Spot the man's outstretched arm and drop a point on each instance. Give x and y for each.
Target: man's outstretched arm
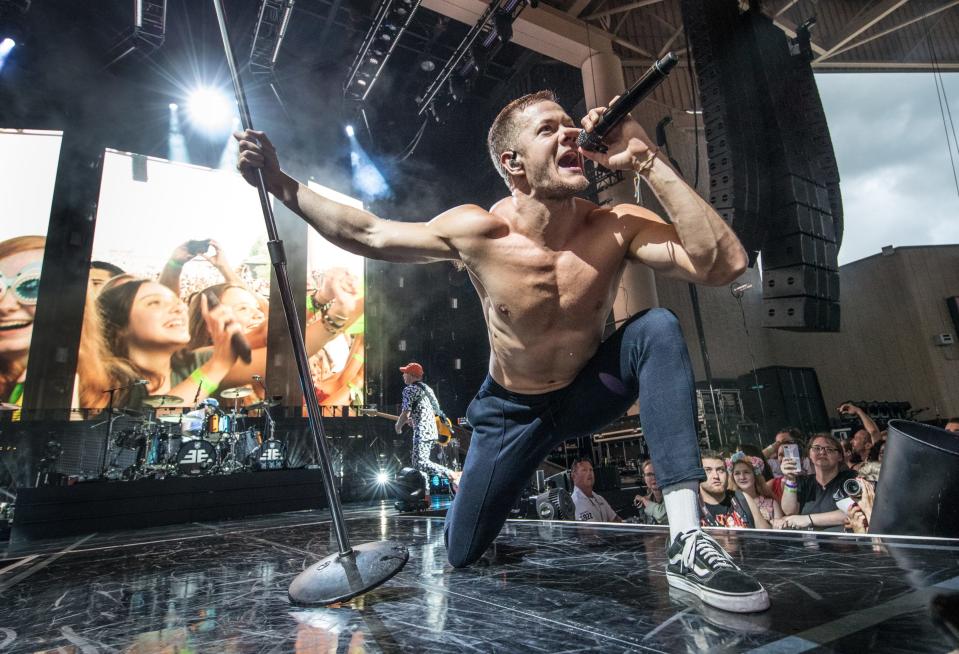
(352, 229)
(698, 246)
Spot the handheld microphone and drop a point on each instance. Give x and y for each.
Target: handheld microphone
(617, 111)
(241, 347)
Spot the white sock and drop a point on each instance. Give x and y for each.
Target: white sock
(682, 507)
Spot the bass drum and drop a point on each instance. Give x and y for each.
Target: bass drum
(196, 457)
(271, 455)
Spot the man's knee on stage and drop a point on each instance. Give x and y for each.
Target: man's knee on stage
(656, 325)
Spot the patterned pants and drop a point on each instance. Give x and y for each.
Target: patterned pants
(422, 462)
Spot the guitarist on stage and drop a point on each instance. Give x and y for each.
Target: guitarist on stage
(420, 410)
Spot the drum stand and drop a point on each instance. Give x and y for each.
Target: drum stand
(353, 570)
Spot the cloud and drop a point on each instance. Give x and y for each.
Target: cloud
(897, 179)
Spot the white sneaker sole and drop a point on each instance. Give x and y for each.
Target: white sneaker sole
(735, 602)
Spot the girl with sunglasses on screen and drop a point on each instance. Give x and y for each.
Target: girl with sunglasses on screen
(21, 259)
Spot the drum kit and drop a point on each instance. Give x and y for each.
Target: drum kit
(203, 441)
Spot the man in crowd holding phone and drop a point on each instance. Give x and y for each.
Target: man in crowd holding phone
(809, 501)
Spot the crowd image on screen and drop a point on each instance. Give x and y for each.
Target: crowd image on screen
(198, 326)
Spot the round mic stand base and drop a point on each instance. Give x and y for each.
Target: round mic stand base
(339, 577)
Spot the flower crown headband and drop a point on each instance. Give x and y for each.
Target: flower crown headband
(737, 457)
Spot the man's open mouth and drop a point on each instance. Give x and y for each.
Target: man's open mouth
(570, 160)
(7, 325)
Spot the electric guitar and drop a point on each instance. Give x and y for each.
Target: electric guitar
(443, 429)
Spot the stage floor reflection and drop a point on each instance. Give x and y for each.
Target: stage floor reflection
(543, 587)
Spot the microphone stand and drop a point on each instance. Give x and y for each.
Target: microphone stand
(353, 570)
(269, 424)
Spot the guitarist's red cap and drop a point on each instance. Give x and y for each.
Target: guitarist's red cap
(413, 368)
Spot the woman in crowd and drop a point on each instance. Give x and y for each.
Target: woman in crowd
(145, 331)
(21, 259)
(808, 502)
(746, 475)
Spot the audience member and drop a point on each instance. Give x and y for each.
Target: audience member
(652, 509)
(875, 453)
(745, 474)
(590, 506)
(862, 439)
(785, 436)
(809, 502)
(860, 513)
(771, 451)
(720, 507)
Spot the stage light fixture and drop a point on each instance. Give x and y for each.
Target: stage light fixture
(490, 33)
(176, 143)
(6, 47)
(210, 110)
(147, 34)
(272, 23)
(391, 20)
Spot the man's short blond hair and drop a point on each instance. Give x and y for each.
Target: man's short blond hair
(506, 127)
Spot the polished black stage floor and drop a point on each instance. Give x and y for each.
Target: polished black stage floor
(544, 587)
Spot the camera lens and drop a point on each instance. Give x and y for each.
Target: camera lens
(852, 488)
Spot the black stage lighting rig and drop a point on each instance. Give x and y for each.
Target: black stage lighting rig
(149, 30)
(271, 25)
(9, 8)
(391, 20)
(492, 31)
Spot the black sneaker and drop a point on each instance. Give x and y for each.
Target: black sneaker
(699, 565)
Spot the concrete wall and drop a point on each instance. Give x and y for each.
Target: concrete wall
(893, 306)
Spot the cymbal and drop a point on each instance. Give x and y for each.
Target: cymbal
(236, 393)
(162, 400)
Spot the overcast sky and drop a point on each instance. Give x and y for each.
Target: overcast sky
(897, 183)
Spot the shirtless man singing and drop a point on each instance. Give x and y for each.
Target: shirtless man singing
(546, 265)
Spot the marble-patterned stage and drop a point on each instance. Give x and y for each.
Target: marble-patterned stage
(544, 587)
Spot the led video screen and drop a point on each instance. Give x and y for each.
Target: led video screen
(28, 169)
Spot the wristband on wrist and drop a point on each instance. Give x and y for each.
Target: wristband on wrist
(647, 163)
(333, 324)
(206, 384)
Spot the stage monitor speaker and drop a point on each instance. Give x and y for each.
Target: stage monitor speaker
(801, 313)
(920, 471)
(773, 173)
(803, 280)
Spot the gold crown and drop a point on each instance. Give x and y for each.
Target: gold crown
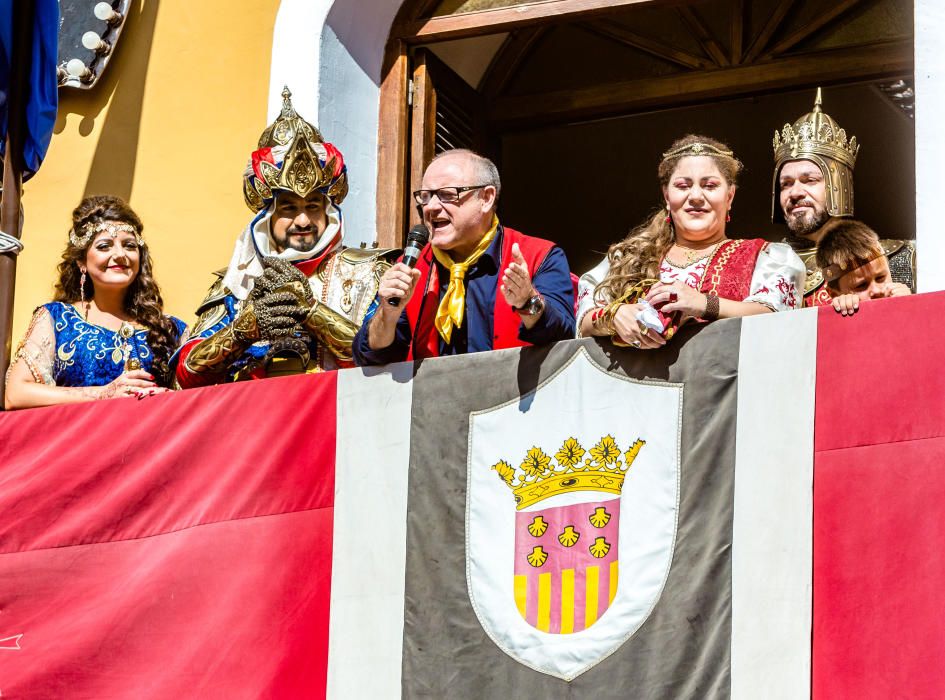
(309, 163)
(602, 470)
(93, 227)
(697, 149)
(816, 133)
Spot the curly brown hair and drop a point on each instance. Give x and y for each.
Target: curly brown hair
(638, 256)
(143, 301)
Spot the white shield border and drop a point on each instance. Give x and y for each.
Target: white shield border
(575, 669)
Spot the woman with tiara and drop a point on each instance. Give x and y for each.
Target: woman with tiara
(105, 334)
(680, 264)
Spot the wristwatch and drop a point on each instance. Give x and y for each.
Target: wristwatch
(532, 307)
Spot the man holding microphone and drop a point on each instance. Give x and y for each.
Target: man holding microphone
(476, 286)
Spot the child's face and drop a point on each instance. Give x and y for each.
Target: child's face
(868, 281)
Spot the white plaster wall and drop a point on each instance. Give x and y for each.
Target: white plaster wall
(930, 142)
(295, 48)
(352, 54)
(330, 53)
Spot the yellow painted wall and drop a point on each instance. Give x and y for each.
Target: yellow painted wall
(169, 128)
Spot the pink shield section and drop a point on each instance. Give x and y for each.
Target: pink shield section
(566, 564)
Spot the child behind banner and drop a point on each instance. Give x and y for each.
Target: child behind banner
(855, 266)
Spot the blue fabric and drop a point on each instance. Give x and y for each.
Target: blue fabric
(552, 280)
(43, 88)
(89, 355)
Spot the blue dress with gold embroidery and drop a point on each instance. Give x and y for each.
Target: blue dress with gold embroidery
(90, 355)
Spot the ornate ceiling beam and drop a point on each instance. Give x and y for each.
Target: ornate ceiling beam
(656, 48)
(831, 11)
(870, 62)
(510, 56)
(771, 26)
(506, 19)
(738, 31)
(699, 30)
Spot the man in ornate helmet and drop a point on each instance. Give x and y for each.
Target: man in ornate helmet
(813, 182)
(292, 297)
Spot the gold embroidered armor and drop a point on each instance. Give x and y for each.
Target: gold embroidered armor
(341, 291)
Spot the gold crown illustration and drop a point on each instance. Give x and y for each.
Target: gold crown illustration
(816, 133)
(604, 469)
(309, 163)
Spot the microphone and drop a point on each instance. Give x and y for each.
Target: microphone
(416, 240)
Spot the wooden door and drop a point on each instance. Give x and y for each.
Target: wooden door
(445, 113)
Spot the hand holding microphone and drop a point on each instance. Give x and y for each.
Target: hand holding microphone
(398, 281)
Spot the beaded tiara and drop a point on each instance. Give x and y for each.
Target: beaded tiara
(94, 227)
(697, 149)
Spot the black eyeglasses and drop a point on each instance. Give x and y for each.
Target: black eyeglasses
(446, 195)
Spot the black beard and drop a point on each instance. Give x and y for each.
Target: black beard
(301, 245)
(806, 225)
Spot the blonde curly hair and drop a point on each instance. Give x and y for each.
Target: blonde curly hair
(638, 256)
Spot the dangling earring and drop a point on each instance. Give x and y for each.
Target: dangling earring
(82, 294)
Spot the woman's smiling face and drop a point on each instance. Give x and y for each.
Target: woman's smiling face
(113, 259)
(699, 198)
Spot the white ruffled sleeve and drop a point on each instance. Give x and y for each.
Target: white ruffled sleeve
(778, 279)
(587, 301)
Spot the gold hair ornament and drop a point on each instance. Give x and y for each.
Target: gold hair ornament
(697, 149)
(94, 227)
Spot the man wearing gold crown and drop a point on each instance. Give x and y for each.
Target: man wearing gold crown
(813, 181)
(292, 297)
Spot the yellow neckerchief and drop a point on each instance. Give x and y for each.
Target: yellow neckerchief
(452, 307)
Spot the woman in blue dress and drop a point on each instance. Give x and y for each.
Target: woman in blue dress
(105, 333)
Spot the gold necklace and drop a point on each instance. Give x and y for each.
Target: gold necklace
(693, 254)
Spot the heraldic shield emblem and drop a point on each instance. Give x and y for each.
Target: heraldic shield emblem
(572, 501)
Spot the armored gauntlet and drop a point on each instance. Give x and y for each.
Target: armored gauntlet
(214, 354)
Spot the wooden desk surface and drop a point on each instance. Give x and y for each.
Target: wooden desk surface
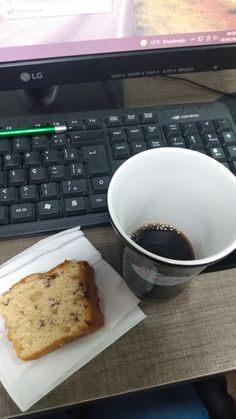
★ ★ ★ ★
PROBLEM STATEMENT →
Reproduce the listing from the line with "Spot the gold hair" through the end of the listing, with requests included and pictures left out. Multiply every point coordinate in the answers by 1.4, rounding to whole numbers with halves rounded up.

ANSWER TO THIS PROBLEM →
Spot the gold hair ornament and drop a point on each instance. Give x and y for each.
Target: gold hair ornament
(976, 209)
(132, 318)
Spot the man wearing gold crown and drop a point on each instance. Give x and y for each.
Target: man wearing gold crown
(1138, 253)
(409, 416)
Spot the yellow neckerchief and drop a point on each instance. Give x and y for each.
Target: yellow neckerchief
(633, 430)
Spot the woman in blue dress and drop a point on each instance. Give x and y for each.
Target: woman in blue dress
(147, 466)
Spot the gold necklace and drop a point on each instance. Give x and y for each.
Target: gold necklace
(970, 356)
Spot the heraldic shield emblem and drop a point on each instance. Give x and y for each.
Target: heraldic shield emblem
(801, 701)
Spot the armored gauntlet and drop a point on each instance. Give x and y for each.
Target: armored gauntlet
(300, 496)
Spot the wooden desk surface and drop a point on each instance. Give x and y for each.
Target: wooden desk surface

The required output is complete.